● **Texto extraído**:
------------------------------------------------------------
Sus hijos están en los mejores colegios; jamás les permite vestir sino frac o levita, y a uno de ellos, que intenta dejar sus estudios para abrazar la carrera de las armas, lo pone de tambor en un batallón hasta que se arrepiente de su locura. Cuando algún coronel le habla de enrolar en su cuerpo, en clase de oficial, a alguno de sus hijos: «Si fuera un regimiento mandado por Lavalle -contesta, burlándose-, ya; ¡pero en estos cuerpos!...» Si se habla de escritores, ninguno hay que, en su concepto, pueda rivalizar con los Varela, que tanto mal han dicho de él. Los únicos hombres honrados que tiene la República son Rivadavia y Paz: «ambos tenían las más sanas intenciones». A los unitarios sólo exige un secretario como el doctor Ocampo, un político que redacte una Constitución, y con una imprenta, se marchará a San Luis, y desde allí la enseñará a toda la República en la punta de una lanza. Quiroga, pues, se presenta como el centro de una nueva tentativa de reorganizar la República; y pudiera decirse que conspira abiertamente si todos estos propósitos, todas aquellas bravatas, no careciesen de hechos que viniesen a darles cuerpo. La falta de hábitos de trabajo, la pereza de pastor, la costumbre de esperarlo todo del terror, acaso la novedad del teatro de acción, paralizan su pensamiento, lo mantienen en una expectativa funesta que lo compromete últimamente y lo entrega maniatado a su astuto rival. No han quedado hechos ningunos que acrediten que Quiroga se proponía obrar inmediatamente, si no son sus inteligencias con los gobernadores del interior y sus indiscretas palabras repetidas por unitarios y federales, sin que los primeros se resuelvan a fiar su suerte en manos como las suyas, ni los federales lo rechacen como desertor de sus filas.

Y mientras tanto que se abandona, así, a una peligrosa indolencia, ve cada día acercarse el boa que ha de sofocarlo en sus redobladas lazadas. El año 1833, Rosas se hallaba ocupado de su fantástica expedición, y tenía su ejército obrando al sur de Buenos Aires, desde donde observaba al Gobierno de Balcarce. La provincia de Buenos Aires presentó poco después uno de los espectáculos más singulares. Me imagino lo que sucedería en la Tierra si un poderoso cometa se acercase a ella: al principio, el malestar general; después, rumores sordos, vagos; en seguida, las oscilaciones del globo atraído fuera de su órbita, hasta que, al fin, los sacudimientos convulsivos, el desplome de las montañas, el cataclismo, traerían el caos que precede a cada una de las creaciones sucesivas de que nuestro globo ha sido testigo.
------------------------------------------------------------
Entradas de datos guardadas
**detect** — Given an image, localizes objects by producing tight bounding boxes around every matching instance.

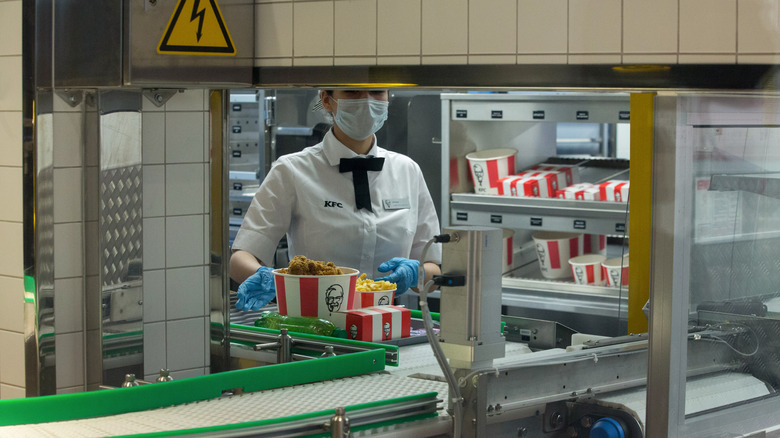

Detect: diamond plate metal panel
[100,165,143,286]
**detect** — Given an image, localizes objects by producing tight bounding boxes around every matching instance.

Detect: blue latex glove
[374,257,420,296]
[236,266,276,312]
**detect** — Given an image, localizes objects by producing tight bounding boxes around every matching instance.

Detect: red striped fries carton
[330,306,412,342]
[466,149,517,195]
[273,267,358,320]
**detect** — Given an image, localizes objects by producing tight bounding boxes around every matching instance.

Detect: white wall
[137,90,210,381]
[255,0,780,66]
[0,0,25,399]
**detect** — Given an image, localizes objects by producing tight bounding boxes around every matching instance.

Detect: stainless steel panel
[48,0,122,88]
[25,96,57,396]
[207,91,230,373]
[98,91,143,387]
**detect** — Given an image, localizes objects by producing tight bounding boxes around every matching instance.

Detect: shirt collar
[322,129,385,166]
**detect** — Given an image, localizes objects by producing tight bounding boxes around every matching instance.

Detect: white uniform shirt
[233,130,441,278]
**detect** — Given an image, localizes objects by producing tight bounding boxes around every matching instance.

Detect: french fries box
[498,175,539,197]
[558,183,601,201]
[330,306,412,342]
[353,289,395,309]
[599,180,629,202]
[530,163,580,187]
[517,170,565,198]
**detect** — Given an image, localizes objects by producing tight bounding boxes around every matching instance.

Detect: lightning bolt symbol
[190,0,206,42]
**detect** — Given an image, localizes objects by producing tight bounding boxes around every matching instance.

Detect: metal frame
[252,64,779,92]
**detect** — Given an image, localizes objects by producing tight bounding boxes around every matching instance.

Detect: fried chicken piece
[280,256,343,275]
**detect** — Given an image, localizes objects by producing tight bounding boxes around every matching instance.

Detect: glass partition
[647,95,780,436]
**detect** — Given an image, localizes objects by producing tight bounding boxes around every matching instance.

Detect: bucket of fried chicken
[273,256,358,319]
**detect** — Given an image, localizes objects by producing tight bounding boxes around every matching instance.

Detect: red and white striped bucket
[496,175,539,198]
[599,180,631,202]
[581,234,607,256]
[466,149,517,195]
[501,228,515,274]
[354,289,395,309]
[569,255,607,286]
[273,268,358,319]
[601,255,628,287]
[532,231,582,279]
[331,306,411,342]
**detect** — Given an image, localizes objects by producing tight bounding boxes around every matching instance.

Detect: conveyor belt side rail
[0,349,385,426]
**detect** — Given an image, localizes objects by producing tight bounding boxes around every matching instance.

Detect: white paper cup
[501,228,515,274]
[601,255,628,287]
[580,234,607,258]
[355,289,395,309]
[466,149,517,195]
[532,231,582,279]
[273,267,358,319]
[569,255,607,286]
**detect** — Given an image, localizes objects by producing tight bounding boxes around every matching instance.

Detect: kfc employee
[230,90,441,310]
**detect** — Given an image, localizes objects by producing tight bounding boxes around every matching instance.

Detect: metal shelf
[450,193,628,237]
[450,157,629,237]
[442,93,630,123]
[710,173,780,199]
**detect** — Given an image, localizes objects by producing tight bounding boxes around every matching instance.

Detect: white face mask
[334,98,389,140]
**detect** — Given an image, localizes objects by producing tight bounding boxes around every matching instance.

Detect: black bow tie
[339,155,385,212]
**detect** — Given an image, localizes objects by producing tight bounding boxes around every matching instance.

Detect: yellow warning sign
[157,0,236,56]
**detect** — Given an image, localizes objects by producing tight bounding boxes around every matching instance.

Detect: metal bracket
[56,90,84,108]
[143,88,181,107]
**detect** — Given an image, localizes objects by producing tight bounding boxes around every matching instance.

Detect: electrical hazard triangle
[157,0,236,56]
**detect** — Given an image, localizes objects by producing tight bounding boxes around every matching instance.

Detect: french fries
[355,273,396,292]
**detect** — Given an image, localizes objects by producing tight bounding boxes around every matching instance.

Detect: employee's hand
[374,257,420,296]
[236,266,276,312]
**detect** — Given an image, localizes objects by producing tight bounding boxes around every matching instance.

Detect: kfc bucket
[532,231,582,279]
[273,267,358,319]
[350,289,395,310]
[601,255,628,287]
[569,254,607,286]
[501,228,515,274]
[466,149,517,195]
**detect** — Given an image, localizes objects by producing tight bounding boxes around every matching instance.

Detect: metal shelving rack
[441,93,630,334]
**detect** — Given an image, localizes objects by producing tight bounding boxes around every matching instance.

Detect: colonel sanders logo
[384,322,390,340]
[609,269,620,286]
[574,266,586,284]
[536,243,547,272]
[325,284,344,312]
[471,164,485,185]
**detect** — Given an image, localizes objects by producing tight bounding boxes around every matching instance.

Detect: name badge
[382,198,411,210]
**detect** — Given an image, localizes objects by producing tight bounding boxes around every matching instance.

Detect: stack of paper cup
[532,231,582,279]
[601,255,628,287]
[569,255,607,286]
[466,149,517,195]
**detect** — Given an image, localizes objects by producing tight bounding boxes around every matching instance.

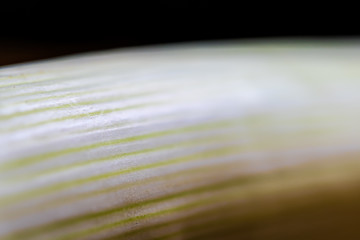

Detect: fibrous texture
[0,43,360,239]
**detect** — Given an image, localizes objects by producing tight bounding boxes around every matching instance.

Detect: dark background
[0,0,360,65]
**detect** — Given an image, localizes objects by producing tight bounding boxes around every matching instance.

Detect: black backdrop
[0,0,360,65]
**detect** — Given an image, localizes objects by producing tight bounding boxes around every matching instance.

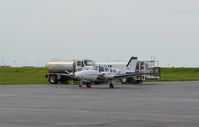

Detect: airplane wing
[113,72,146,79]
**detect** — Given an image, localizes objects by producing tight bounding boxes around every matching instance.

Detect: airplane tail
[126,57,137,72]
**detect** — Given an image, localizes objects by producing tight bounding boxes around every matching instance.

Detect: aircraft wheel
[49,75,58,84]
[121,78,127,84]
[109,83,114,88]
[86,83,91,88]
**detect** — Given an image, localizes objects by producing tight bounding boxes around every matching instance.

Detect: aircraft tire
[49,75,58,84]
[120,78,127,84]
[109,83,114,89]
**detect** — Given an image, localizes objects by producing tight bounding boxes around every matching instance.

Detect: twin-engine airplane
[73,57,142,88]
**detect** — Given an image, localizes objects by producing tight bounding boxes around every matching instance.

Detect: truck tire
[49,75,58,84]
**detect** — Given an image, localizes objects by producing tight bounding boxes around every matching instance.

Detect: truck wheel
[120,78,127,84]
[49,75,58,84]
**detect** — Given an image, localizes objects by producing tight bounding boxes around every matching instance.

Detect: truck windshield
[84,60,95,66]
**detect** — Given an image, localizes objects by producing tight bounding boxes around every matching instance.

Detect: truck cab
[46,59,95,84]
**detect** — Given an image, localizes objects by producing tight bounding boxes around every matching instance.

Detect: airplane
[73,57,145,88]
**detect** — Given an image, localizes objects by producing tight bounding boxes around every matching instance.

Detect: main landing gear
[109,82,114,89]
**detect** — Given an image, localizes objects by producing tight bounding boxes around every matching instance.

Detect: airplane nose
[74,72,80,79]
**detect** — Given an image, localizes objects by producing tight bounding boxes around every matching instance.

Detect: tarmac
[0,81,199,127]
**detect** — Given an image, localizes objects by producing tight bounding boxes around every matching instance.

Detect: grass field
[161,68,199,81]
[0,67,48,85]
[0,67,199,85]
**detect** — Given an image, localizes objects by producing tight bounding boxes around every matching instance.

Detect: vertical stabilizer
[126,57,137,72]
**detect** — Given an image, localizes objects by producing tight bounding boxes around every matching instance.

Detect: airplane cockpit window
[99,66,104,72]
[84,60,95,66]
[77,61,82,67]
[105,67,109,72]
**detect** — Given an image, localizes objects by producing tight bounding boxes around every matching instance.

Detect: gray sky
[0,0,199,67]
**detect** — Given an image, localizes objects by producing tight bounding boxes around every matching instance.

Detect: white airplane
[73,57,142,88]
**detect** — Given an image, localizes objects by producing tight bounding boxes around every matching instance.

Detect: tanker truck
[46,59,95,84]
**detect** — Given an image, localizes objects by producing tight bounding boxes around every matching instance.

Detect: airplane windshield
[84,60,95,66]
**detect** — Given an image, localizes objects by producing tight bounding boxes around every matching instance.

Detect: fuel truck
[46,59,95,84]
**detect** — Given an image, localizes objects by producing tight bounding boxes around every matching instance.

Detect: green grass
[0,67,48,85]
[0,67,199,85]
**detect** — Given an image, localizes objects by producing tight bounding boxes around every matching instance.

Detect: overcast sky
[0,0,199,67]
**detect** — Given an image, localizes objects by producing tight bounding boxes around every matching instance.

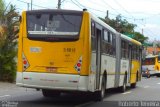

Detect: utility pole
[58,0,61,9]
[31,0,32,10]
[27,3,29,10]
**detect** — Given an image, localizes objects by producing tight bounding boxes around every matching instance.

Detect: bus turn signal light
[74,56,82,73]
[22,54,29,71]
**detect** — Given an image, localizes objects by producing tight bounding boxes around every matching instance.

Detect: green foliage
[133,32,148,44]
[100,15,148,43]
[0,0,18,82]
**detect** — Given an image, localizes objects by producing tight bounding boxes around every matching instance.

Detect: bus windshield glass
[143,57,155,65]
[27,12,82,41]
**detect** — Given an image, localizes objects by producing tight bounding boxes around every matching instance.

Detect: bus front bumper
[16,72,88,91]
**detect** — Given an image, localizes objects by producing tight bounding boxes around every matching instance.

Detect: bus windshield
[27,12,82,41]
[143,57,155,65]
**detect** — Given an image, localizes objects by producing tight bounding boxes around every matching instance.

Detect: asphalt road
[0,77,160,107]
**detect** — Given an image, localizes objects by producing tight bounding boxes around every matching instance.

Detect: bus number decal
[64,48,76,53]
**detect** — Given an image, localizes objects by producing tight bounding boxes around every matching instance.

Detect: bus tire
[42,89,60,97]
[94,76,106,101]
[120,74,127,93]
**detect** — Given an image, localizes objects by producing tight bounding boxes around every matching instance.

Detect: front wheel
[120,75,127,93]
[131,83,137,88]
[95,76,106,101]
[42,89,60,97]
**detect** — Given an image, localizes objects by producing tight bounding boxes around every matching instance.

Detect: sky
[4,0,160,41]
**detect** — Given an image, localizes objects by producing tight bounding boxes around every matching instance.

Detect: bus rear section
[16,10,88,95]
[142,55,160,77]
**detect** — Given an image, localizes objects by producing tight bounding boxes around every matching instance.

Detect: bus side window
[91,21,96,51]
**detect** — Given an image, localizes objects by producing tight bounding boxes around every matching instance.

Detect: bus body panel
[101,54,116,88]
[23,38,83,74]
[130,60,140,83]
[16,10,140,95]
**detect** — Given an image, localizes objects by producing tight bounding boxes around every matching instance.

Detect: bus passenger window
[91,22,95,36]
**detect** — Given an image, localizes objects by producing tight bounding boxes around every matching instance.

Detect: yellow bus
[142,55,160,77]
[16,10,142,100]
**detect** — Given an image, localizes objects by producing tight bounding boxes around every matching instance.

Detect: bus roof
[90,11,142,46]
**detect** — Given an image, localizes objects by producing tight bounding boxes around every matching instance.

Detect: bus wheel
[42,89,60,97]
[131,72,138,88]
[95,76,106,101]
[120,75,127,93]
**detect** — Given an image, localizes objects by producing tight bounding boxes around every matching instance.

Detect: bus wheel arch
[119,71,127,93]
[94,70,107,101]
[131,71,138,88]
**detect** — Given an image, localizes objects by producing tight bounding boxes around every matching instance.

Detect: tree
[100,15,148,43]
[0,0,18,81]
[133,32,148,44]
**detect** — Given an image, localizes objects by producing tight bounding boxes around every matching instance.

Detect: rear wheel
[42,89,60,97]
[120,75,127,93]
[94,76,106,101]
[131,73,138,88]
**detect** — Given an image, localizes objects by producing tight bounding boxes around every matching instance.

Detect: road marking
[122,91,132,94]
[75,101,95,107]
[143,86,150,88]
[0,95,11,98]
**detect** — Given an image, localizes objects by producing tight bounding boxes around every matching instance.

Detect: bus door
[128,44,132,82]
[96,24,102,89]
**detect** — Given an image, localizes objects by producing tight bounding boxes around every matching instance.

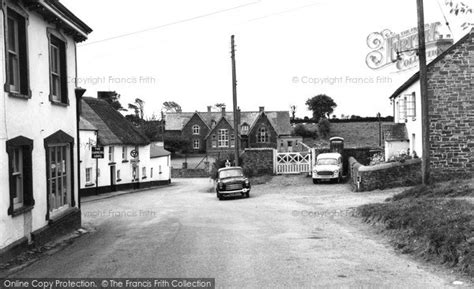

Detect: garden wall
[171,168,210,178]
[349,157,421,192]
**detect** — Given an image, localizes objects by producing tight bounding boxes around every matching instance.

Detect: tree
[318,118,331,138]
[128,98,145,120]
[163,101,183,112]
[444,0,474,30]
[306,94,337,122]
[290,104,296,120]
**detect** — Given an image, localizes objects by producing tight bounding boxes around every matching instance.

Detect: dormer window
[5,8,29,97]
[257,126,268,143]
[193,125,201,134]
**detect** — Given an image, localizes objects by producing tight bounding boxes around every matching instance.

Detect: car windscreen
[316,159,337,165]
[219,169,244,179]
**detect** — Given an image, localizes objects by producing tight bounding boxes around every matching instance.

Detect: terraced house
[0,0,92,258]
[80,97,171,196]
[165,107,291,154]
[389,29,474,180]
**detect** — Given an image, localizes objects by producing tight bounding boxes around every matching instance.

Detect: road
[12,176,470,288]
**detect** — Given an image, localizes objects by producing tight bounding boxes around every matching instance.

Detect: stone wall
[349,157,421,192]
[428,30,474,181]
[241,148,274,177]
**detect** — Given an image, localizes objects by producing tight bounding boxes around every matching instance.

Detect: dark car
[216,167,250,200]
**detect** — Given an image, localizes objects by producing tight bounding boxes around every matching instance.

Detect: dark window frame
[47,28,70,106]
[257,125,270,143]
[6,136,35,217]
[2,2,31,99]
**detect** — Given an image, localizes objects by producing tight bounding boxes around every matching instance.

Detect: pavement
[8,176,472,288]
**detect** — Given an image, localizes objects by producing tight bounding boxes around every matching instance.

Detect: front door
[110,166,117,192]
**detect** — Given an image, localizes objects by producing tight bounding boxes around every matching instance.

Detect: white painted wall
[79,130,97,189]
[150,156,171,181]
[0,11,79,249]
[393,81,423,157]
[385,141,410,160]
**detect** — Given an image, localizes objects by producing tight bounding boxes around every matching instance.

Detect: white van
[312,153,342,184]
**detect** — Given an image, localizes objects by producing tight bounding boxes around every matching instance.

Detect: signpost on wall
[91,146,104,195]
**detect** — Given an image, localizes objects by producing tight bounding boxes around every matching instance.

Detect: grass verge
[357,182,474,278]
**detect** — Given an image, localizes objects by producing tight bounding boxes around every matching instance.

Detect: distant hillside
[304,122,392,147]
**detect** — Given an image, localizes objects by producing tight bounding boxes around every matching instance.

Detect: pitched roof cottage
[165,107,291,153]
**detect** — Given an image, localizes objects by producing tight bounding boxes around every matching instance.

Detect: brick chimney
[222,106,225,117]
[436,36,454,55]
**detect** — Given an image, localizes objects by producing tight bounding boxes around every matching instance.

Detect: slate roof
[165,111,291,135]
[382,123,408,141]
[390,28,474,99]
[150,143,171,159]
[79,116,97,131]
[81,97,150,145]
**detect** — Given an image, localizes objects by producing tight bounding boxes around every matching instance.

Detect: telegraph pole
[416,0,430,185]
[230,35,239,166]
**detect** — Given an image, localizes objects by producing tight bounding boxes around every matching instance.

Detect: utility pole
[230,35,239,166]
[416,0,430,185]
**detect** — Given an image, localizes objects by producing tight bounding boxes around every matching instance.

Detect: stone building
[390,29,474,180]
[0,0,92,260]
[165,107,292,154]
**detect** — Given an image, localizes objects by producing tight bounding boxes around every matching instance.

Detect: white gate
[274,151,312,175]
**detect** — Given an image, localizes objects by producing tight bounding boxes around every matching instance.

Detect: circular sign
[130,150,138,158]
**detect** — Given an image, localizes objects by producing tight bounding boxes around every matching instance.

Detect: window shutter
------------------------------------------------------------
● **Ejercicio**:
Según el texto, ¿a qué dos hombres considera Quiroga los únicos honrados que tiene la República? Para responder, usa solo el texto.

● **Respuesta**:
A Rivadavia y Paz.